• _Excerpt to read_:
begin

In order to truly decipher whether the term cracker is a racially charged slur or not we must first have a basic understanding of what makes a word a slur in the first place.


A pejorative or a slur, according to Dictionary.Com is defined as being “disparaging, derogatory, and belittling.”. This is the popular and more widely understood meaning of what a slur is, however this definition proves to be extremely lackluster and bare as it doesn’t touch base on the nuance and linguistic complexity that actually makes a slur, a slur.


Many people also tend to falsely [whether intentionally or not] hold the belief that a slur and an insult are the same exact thing. This is a popular misconception about slurs as it fails to recognize that insulting someone is a matter of causing someone to be offended, whereas offense is a subjective psychological state the concept of slurring doesn’t require any actual intended offending target or even the elicitation of a reaction whatsoever. Which is why the act of referring to someone as being a “loser” is different from referring to someone as being a “n*gger” since even though referring to someone as a loser is intended to solicit listeners to view said someone as being undesirable, damaged, or inferior, the act of referring to someone as a n*gger diffrentiants as being a slur due to the fact that it performs the function [whether intended to or not] of normalizing hateful attitudes towards various non-white groups as speakers have used the term to derogate African americans, Black Africans, East Indians, Arabs. And Polynesians (among others).


This also isn’t meant to suggest that the derogation accomplished by use of pejoratives are always highly destructive. Within the context of the act of referring to someone as being a “loser” you could also use it to playfully refer to a friend in a completely different context. The same can be applied to pejoratives like “n*gga” which is a term widely used by African americans today in a context that’s completely removed from the racialized violence and hatred the word originates from as it has been reclaimed and repurposed by the black community. This is a concept referred to as ‘Linguistic Reclamation’. You can also observe similar forms of linguistic reclamation done by the Lgbtq community as they reclaimed the word “queer” which was once originally used to derogate those who engaged in sexual behavior that was deemed “abnormal”. The term queer now has litlle derogatory force as a result of Lgbtq individuals appropriating the word.


Now that I believe I’ve given a pretty detailed look as to what actually constitutes a slur being a slur we can finally get into the history on the origins of the word Cracker. How it was used in the past, how the way it’s used linguistically has changed, and if it’s truly a slur.


The origins of the word cracker originate from the period of the Antebellum South that at the times, it’s culture around plantation slavery produced a society that regulated poor landless whites to the fringe of society due to their economic position and lack of property.

end

• _Task to complete_:
Please continue the essay on whether "cracker" is a slur, starting right after its last sentence. The entries that come next have no connection to the essay on the word "cracker."

Detection annotation records:

begin

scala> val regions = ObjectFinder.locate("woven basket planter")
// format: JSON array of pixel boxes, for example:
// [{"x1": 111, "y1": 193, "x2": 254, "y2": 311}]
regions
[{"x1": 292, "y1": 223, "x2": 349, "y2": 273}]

end
begin

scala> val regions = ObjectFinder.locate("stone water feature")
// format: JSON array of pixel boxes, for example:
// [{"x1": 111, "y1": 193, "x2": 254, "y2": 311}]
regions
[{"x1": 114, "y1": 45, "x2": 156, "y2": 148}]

end

• _Written reply_:
During this period many southerners cherished a type of chivalric honor cultured: Which was propagated by the elite southern slave owners which emphasized the idea of paternalism, patriarchalism, social hierachy, and white supremacy. Most landless white southerners were unable to hold up to these standards so as a result they were often compared to enslaved black laborers and characterized in ways that blurred the lines of race and privilege.


Because these landless whites did not meet up to the elitist plantation owning whites understandings of whiteness, white supremacy ended up serving as their rhetorical tool for keeping non-slave holding whites loyal to slavery.


In the late-antebellum period, elite southern whites made efforts to justify slavery for non-slave holding whites by emphasizing the economic and social privilege it afforded them, and appealed to them throught the prospect of social mobility through slave owning. The reasoning as to why the southern elite created the ideology of white supremacy in order to justify slavery to these landless working class whites was because of the fear these white elites held of these landless whites being “radicalized” by anti slavery arguments that concerned these white elites with the possibility that the working class whites would elicit political change if they began to figure out the actual cause of their marganalization in society which was largely due to slavery and the exploitation of their labor by these working class elites as these landless white laborers were largely viewed as nothing but temporary and expandable labor


Because of this the term cracker was originally used by elite whites to reffer to how they viewed poor landless whites as being lazy and dumb for “not owning a home” as the word itself is actually from the 16 and 17th centure, it derives from the word “cracked brains” a term used by British aristocrats to refer to lowerclass people as being dumb and lazy. This idea of cracker being a term to put down the lower class continued on well after the “American revolution”. It was just adapted to refer to lower class landless whites which later became a word used among enslaved black people to describe the crack of a slave masters whip and is now currently used as a broad term to describe all white people.


Now what does this all mean for the word cracker, does this make it a racialized slur against white people ? Absolutely not, since the word historically has been used as a classist one against the working class whites and the elites, it doesn’t make the word a racially charged one since given historical context white people as a whole were not oppressed by this word.


So what does this make the word cracker you might ask ? To this day poor working class white individuals might not be being oppressed by this exact word, rather they like the rest of the working class under a capitalist system are being oppressed by the [majority white] elites through the exploitation of their labor that still continues to go on till this day under a capitalist system.


These white elites continue to work under a capitalist system giving the poor working class white the false idea that if they just pull themselves up by their bootstraps they can do exactly what the capitalists are doing similarly to how poor landless whites in the past believed in the false hope of social mobility through the ownership of slaves and their false sense of superiority under white supremacy that in reality was just constructed to keep them complacent under a system that was made to fail them.


A deep dive into the origins of the word Cracker


Footnotes: https://egrove.olemiss.edu/cgi/viewcontent.cgi?article=2050&context=etd


https://networks.h-net.org/node/11465/discussions/4297558/poor-whites-antebellum-us-south-topical-guide


https://rockhawk.org/cculture-slavery/


https://iep.utm.edu/pejorati/


https://www.sciencedirect.com/science/article/abs/pii/S0388000110000975?via%3Dihub


https://www.jstor.org/stable/454380?seq=1#page_scan_tab_contents

A deep dive into the origins of the word "Cracker"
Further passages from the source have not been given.